◆ TASK DETAILS ◆
The expected result is the run of lines from the one containing "Query: playground equipment" to the end of the listing, copied exactly.

┌─ DATASET EXCERPTS

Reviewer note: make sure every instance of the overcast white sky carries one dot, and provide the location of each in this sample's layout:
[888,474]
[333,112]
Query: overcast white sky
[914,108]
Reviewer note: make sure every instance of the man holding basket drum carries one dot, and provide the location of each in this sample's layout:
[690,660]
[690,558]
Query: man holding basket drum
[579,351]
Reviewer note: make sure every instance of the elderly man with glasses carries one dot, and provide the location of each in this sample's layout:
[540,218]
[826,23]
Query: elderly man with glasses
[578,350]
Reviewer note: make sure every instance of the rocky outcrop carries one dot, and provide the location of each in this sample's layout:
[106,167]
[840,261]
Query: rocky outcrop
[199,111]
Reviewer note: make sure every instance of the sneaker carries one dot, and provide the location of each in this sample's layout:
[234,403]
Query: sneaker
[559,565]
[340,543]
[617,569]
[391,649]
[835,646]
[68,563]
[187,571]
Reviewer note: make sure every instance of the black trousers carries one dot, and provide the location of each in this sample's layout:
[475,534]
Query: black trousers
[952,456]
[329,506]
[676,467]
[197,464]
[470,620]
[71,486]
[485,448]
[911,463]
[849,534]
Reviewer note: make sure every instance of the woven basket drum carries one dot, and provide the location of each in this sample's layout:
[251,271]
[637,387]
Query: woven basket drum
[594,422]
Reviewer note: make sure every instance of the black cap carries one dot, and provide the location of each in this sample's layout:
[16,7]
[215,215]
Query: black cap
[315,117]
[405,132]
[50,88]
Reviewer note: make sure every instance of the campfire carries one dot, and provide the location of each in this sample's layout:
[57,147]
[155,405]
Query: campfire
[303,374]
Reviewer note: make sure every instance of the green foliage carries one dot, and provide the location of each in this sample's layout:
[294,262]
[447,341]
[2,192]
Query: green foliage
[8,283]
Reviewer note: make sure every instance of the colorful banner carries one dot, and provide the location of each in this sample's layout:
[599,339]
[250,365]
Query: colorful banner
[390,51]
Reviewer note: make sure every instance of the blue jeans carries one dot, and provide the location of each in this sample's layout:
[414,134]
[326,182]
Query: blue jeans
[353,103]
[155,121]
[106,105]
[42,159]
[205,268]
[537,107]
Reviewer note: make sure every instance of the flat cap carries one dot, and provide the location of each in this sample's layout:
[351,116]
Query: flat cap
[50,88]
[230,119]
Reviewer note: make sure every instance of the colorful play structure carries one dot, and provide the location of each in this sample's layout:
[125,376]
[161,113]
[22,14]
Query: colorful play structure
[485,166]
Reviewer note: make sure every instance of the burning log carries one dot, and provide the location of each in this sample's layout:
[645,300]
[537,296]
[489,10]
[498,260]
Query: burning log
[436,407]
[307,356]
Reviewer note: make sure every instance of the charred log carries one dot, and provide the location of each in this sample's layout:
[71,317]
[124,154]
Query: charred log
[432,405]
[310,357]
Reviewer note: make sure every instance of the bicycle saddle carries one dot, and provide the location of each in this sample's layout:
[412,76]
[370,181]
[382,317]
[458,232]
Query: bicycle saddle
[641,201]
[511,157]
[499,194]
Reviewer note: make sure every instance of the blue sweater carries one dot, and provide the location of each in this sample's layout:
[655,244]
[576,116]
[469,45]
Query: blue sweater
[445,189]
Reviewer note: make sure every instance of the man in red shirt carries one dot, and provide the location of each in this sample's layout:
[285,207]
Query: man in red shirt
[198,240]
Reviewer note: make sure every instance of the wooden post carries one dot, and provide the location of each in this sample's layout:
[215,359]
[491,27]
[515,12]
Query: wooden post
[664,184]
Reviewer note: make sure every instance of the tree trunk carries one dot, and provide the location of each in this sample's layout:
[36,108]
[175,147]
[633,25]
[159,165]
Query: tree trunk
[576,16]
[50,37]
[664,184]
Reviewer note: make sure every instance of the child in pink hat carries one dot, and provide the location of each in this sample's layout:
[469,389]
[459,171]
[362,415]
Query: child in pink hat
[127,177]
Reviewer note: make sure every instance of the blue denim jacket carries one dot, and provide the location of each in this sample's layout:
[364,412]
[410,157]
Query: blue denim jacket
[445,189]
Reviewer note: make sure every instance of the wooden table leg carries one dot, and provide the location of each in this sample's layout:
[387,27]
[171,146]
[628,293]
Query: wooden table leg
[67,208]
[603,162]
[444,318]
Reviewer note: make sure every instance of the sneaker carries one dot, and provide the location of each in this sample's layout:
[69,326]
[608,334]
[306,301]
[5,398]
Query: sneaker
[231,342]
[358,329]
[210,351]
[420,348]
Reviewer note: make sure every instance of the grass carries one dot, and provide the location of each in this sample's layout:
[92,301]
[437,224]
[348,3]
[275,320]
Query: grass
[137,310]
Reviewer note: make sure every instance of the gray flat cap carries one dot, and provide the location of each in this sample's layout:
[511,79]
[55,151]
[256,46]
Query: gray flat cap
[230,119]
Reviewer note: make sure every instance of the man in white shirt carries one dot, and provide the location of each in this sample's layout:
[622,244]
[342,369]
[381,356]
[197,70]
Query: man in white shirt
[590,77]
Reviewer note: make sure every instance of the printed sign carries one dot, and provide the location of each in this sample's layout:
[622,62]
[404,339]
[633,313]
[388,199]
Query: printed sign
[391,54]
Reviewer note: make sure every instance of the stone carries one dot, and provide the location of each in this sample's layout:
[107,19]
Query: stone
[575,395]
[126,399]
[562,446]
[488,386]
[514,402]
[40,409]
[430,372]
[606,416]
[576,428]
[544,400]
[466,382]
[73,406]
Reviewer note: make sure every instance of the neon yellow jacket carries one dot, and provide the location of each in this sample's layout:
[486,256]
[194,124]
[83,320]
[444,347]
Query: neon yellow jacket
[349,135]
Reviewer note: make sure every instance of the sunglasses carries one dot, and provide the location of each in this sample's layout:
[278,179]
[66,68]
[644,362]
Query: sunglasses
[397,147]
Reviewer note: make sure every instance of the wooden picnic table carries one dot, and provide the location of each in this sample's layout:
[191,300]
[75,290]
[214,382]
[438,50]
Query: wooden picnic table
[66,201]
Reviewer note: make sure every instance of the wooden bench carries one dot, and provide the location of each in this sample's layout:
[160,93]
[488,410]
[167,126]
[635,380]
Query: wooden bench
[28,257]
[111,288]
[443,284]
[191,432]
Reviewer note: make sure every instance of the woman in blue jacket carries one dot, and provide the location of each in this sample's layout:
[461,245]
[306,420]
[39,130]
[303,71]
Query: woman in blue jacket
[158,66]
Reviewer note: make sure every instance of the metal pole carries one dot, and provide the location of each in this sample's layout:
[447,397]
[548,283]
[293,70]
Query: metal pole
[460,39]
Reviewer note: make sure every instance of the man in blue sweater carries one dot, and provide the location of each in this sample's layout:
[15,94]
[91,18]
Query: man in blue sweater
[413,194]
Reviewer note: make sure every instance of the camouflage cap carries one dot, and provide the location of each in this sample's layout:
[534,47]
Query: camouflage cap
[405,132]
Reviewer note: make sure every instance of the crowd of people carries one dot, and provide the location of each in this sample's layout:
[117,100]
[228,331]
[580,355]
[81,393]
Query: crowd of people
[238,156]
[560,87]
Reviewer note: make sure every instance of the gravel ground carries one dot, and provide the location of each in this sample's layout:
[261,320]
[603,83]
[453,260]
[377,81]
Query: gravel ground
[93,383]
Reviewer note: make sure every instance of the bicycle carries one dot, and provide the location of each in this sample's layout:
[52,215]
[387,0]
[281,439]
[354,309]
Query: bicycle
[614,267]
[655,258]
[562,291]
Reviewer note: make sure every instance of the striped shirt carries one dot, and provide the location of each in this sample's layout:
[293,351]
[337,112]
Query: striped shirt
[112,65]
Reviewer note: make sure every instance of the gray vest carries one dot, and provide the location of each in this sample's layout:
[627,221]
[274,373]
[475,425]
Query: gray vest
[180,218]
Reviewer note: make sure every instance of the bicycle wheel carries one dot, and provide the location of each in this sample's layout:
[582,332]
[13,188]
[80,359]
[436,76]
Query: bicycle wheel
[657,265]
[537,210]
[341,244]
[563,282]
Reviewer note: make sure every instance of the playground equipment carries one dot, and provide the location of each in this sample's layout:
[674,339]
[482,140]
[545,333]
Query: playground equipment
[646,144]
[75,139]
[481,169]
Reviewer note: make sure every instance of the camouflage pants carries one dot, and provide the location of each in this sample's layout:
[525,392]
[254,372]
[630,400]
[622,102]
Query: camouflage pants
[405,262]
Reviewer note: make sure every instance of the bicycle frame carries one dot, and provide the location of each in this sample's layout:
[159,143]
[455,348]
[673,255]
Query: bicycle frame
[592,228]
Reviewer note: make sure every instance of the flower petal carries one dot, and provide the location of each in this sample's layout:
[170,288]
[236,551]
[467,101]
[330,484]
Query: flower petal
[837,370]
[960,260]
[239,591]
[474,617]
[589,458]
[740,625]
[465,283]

└─

◆ TASK OUTPUT ◆
Query: playground equipment
[646,144]
[75,139]
[481,169]
Reviewer note: make sure every instance of the camouflage pants carries one dot, and provide the location of each in this sample's layout:
[525,392]
[254,372]
[630,400]
[622,102]
Query: camouflage pants
[405,262]
Reviewer note: make sure every instance of the bicycle frame carries one dot, and provide the location of each in this sample's layout:
[159,143]
[455,348]
[673,255]
Query: bicycle frame
[592,228]
Reviewer note: make sure every instance of the flower petal carries one dot, and provide the location of each in this sample's layout:
[170,288]
[236,551]
[467,101]
[330,484]
Query: flower petal
[837,370]
[960,260]
[239,591]
[474,617]
[589,458]
[740,625]
[465,283]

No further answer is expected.